WHAT YOU NEED TO DO: In the diamond forum thread, what carat weight is listed for the diamond?

Cut Grade: AGS Ideal 0
polish: Ideal
symmetry: Ideal
Proportions: Ideal

Shape & Style: Round Brilliant
Measurements: 6.49-6.55*3.99mm
Color Grade: AGS 0 (D)
Clarity Grade: AGS 4 (VS2)
Carat Weight: 1.035 cts.
Fluorescence: Medium Blue

Table: 56%
Depth: 61.2%
Crown angle: 35.1
Pavilion angle: 40.8
culet %: 0
Faceted: 1.0% to 1.9%

I also put these numbers in the Holloway cut adviser an they came up as follows.

Light return: Excellent
Fire: Excellent
Scintillation: Excellent
Spread or
Diameter for Weight: Very Good




These are the specs of my diamond. The only question is about the medium blue fluorescence. I have looked at the diamond over and over again and it is perfect, But is the medium blue fluorescence a bad thing. I Payed $6300.00 for the diamond. Is this a good deal? I would like to thank everyone for any help the can give me on these issues. I have learned many new things from pricescope about the diamond I have purchased, but I would love to learn more about my diamond and diamonds in general.

Thanks,
Matt Dabney
 

Rhino

Ideal_Rock
Trade
Joined
Mar 28, 2001
Messages
6,271
There is no way to tell unless it is seen and inspected.

There are multitudes of AGS "0" cut grades with proportions like you mention that are not H&A's as variances in the minor facets can easily disrupt the internal symmetry of the diamond. Ideal external proportions is no guarantee to precision internal 3 dimensional symmetry.

Kind regards,
Rhino
 

Garry H (Cut Nut)

Super_Ideal_Rock
Trade
Joined
Aug 15, 2000
Messages
14,924
The only way to tell H&A's is with a viewer before the stone is set.
The ideal-scope will tell you a if the table side has perfect symmetry though.
But AGS 0 rating means the stone has excellent symmetry and you may not be able to tell the difference anyway.

Med Blue is an advantage in my opinion, I prefer strong though.

You have purchased a very fine diamond and you should enjoy it :)

PROVIDED INFORMATION:

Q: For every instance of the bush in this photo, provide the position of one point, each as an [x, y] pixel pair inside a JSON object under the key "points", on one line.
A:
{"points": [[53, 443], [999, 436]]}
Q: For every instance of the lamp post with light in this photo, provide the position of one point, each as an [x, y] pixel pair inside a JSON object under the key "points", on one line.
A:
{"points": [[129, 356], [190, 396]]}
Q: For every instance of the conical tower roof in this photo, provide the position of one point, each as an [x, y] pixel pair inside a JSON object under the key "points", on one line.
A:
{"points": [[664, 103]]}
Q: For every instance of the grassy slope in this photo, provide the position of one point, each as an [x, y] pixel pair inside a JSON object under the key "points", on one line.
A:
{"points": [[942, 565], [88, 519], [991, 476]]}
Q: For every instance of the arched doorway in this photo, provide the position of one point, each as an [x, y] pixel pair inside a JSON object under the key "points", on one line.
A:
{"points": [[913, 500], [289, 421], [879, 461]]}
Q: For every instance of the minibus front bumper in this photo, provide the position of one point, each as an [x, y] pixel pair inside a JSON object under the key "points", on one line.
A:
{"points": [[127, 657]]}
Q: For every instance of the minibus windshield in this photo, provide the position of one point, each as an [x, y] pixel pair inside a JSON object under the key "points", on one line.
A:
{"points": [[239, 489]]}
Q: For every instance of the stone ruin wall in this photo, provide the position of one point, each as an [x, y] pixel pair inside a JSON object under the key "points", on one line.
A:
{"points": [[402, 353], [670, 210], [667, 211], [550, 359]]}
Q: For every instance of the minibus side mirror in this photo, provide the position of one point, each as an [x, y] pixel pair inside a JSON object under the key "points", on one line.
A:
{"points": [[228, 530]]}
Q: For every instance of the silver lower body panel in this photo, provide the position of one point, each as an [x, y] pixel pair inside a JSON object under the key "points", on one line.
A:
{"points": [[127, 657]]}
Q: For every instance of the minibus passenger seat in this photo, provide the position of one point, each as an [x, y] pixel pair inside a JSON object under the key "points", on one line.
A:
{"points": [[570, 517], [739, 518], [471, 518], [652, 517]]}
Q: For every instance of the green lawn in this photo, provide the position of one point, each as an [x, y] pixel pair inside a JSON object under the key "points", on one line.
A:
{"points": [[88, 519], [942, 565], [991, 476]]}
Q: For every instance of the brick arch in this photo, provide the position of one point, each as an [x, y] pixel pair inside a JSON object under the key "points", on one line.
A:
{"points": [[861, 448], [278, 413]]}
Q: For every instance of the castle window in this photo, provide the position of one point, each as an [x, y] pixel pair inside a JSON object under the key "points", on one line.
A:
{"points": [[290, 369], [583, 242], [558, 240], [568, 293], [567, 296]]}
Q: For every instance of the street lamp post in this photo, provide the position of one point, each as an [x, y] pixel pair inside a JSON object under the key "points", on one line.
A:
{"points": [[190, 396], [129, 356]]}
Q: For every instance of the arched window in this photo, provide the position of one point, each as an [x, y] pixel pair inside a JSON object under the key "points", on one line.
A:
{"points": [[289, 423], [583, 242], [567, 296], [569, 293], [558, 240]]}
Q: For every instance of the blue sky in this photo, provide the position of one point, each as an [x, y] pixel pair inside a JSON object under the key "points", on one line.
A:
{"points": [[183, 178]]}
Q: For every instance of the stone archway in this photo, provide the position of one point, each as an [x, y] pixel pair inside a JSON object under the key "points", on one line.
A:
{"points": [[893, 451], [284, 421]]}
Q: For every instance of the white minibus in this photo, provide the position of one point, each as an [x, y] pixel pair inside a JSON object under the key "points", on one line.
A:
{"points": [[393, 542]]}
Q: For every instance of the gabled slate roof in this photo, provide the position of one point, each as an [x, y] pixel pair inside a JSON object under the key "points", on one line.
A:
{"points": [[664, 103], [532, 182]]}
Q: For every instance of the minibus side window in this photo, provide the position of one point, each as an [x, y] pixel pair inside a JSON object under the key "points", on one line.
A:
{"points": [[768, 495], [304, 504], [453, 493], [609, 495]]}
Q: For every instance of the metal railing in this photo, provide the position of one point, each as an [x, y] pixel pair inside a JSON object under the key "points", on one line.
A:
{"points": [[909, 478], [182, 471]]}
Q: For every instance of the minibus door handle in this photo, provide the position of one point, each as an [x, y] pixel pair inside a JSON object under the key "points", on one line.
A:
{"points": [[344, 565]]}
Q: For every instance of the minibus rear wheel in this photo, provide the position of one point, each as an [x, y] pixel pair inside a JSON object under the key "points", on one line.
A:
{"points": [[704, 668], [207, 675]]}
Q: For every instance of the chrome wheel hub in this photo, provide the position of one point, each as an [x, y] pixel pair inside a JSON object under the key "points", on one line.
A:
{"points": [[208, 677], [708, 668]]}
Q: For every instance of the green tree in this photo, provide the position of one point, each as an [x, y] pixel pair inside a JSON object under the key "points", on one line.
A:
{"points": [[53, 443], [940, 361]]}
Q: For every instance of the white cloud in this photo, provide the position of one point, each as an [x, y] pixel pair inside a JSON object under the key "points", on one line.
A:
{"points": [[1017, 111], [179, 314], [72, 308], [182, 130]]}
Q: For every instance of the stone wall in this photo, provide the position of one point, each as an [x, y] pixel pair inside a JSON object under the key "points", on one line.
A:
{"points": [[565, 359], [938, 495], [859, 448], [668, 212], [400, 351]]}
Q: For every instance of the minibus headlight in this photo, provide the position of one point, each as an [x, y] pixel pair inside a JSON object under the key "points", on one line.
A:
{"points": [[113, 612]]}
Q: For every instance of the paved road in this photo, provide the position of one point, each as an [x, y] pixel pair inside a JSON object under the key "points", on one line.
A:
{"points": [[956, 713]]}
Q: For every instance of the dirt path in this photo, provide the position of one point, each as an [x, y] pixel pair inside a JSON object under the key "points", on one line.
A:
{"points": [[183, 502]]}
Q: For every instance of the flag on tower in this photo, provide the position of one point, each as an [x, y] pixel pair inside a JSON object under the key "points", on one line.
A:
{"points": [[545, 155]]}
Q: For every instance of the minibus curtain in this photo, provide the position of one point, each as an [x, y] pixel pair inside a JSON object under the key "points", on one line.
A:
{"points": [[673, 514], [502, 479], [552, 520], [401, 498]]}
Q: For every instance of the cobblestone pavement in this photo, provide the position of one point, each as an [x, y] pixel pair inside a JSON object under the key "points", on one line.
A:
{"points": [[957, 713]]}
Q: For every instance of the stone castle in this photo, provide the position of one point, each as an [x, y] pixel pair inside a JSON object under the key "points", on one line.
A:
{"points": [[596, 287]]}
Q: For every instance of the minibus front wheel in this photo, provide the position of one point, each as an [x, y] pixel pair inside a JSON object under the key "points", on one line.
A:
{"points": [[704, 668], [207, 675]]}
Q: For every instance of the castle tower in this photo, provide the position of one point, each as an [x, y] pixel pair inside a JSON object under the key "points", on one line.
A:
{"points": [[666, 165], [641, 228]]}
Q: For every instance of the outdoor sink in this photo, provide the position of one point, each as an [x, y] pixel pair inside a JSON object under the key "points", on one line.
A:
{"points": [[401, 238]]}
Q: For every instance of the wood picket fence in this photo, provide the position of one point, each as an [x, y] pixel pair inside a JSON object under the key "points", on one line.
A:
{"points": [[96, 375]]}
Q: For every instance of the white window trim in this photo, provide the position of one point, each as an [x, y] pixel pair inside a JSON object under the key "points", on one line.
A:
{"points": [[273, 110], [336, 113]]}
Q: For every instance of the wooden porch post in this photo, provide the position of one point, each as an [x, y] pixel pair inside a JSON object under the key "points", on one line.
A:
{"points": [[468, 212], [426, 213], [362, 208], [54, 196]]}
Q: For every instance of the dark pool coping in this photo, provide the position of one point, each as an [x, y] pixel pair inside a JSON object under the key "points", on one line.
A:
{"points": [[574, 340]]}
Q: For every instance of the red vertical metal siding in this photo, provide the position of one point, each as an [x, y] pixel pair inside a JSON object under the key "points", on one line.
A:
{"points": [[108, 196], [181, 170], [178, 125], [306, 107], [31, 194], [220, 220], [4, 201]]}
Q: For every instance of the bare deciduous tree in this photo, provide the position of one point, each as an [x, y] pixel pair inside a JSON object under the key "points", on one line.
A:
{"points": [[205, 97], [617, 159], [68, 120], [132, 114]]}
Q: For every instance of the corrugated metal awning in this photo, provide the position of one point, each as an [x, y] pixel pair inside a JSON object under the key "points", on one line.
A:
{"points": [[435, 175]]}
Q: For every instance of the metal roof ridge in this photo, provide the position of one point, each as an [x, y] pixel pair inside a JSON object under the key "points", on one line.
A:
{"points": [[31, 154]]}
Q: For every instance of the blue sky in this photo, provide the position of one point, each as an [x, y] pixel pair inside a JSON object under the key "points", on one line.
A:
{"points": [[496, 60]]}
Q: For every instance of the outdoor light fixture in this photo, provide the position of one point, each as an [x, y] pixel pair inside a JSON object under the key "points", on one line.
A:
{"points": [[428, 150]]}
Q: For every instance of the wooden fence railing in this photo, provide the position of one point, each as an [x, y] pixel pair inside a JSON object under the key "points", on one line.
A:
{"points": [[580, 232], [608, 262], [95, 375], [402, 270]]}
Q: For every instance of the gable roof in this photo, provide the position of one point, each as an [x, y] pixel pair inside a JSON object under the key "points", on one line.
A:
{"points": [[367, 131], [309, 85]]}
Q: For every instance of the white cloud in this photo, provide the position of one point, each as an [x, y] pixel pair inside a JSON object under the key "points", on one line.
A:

RESPONSE FOR THIS EXERCISE: 1.035 carats.